EXERCISE DETAILS
Rescale everything from the line that contains "Would you kindly point at the rectangular" down to the end of the listing, including both ends. Write those lines out again, requests included, with every x and y coordinate in the answers multiplied by 0.45 and rounded to a whole number, halves rounded up.

::::

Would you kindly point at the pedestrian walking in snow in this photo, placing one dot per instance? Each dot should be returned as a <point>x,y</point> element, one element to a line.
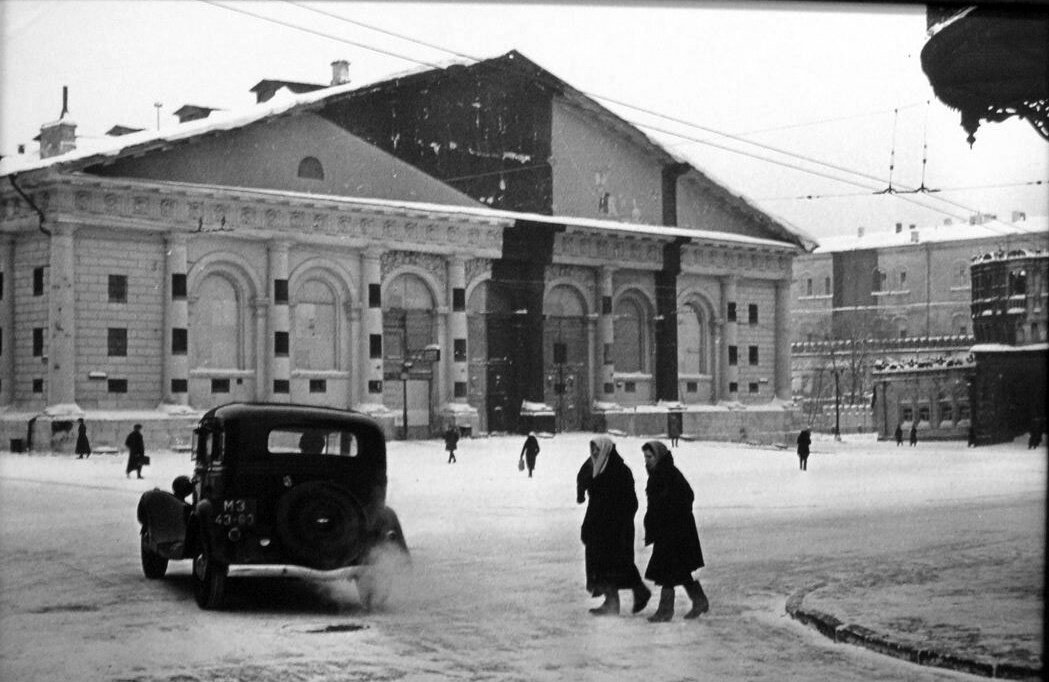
<point>804,441</point>
<point>136,450</point>
<point>83,448</point>
<point>530,451</point>
<point>451,442</point>
<point>670,529</point>
<point>607,529</point>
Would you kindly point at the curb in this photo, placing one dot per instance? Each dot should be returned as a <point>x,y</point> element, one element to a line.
<point>837,631</point>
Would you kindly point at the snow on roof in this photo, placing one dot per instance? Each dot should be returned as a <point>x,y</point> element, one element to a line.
<point>1031,227</point>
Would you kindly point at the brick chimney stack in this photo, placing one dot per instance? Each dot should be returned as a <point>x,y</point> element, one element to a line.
<point>340,71</point>
<point>59,136</point>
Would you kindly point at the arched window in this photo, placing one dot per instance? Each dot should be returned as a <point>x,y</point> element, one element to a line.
<point>316,331</point>
<point>629,331</point>
<point>216,324</point>
<point>311,169</point>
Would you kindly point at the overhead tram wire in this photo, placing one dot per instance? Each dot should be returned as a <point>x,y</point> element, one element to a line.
<point>591,94</point>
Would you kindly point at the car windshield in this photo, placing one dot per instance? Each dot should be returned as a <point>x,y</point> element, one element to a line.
<point>312,441</point>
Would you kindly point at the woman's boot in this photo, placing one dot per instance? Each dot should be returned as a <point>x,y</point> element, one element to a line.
<point>700,602</point>
<point>665,611</point>
<point>611,605</point>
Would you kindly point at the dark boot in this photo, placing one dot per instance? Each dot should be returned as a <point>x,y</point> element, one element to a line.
<point>700,602</point>
<point>641,597</point>
<point>611,605</point>
<point>665,611</point>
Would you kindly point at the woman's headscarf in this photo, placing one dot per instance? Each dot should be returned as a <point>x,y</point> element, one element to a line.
<point>604,447</point>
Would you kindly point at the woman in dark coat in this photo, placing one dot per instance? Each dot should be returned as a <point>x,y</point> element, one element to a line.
<point>83,447</point>
<point>529,451</point>
<point>607,530</point>
<point>804,441</point>
<point>670,529</point>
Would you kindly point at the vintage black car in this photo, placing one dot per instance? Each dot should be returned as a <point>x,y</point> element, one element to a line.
<point>277,490</point>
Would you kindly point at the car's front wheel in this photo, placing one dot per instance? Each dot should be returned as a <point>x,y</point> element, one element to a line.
<point>153,566</point>
<point>209,579</point>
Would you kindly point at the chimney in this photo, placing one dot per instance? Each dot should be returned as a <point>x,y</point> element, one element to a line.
<point>60,136</point>
<point>340,71</point>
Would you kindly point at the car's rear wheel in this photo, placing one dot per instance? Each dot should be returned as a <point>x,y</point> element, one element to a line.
<point>153,566</point>
<point>321,525</point>
<point>209,580</point>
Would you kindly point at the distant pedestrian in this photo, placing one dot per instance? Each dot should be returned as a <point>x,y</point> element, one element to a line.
<point>83,448</point>
<point>804,441</point>
<point>136,451</point>
<point>530,451</point>
<point>670,529</point>
<point>607,529</point>
<point>451,442</point>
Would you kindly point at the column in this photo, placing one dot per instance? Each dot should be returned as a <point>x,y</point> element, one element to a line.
<point>62,350</point>
<point>605,333</point>
<point>174,386</point>
<point>454,355</point>
<point>7,322</point>
<point>783,340</point>
<point>279,342</point>
<point>371,312</point>
<point>730,374</point>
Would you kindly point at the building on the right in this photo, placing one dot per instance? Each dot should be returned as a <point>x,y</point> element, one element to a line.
<point>1009,315</point>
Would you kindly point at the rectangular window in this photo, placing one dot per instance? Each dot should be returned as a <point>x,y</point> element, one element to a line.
<point>116,342</point>
<point>118,289</point>
<point>179,341</point>
<point>38,342</point>
<point>177,285</point>
<point>279,291</point>
<point>280,343</point>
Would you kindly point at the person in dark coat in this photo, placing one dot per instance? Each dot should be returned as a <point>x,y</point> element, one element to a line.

::::

REPLY TO THE EXERCISE
Would you kindly point at the rectangular window in this photo, placing one dot per instance? Each dot should be returned as a <point>x,y</point> element, one element to a line.
<point>52,154</point>
<point>53,130</point>
<point>81,153</point>
<point>17,154</point>
<point>80,128</point>
<point>126,131</point>
<point>126,154</point>
Would you kindly point at the person in dark coat in this photo, placing one dot per instance? Each dot should be returned as a <point>x,y</point> element, one element to a line.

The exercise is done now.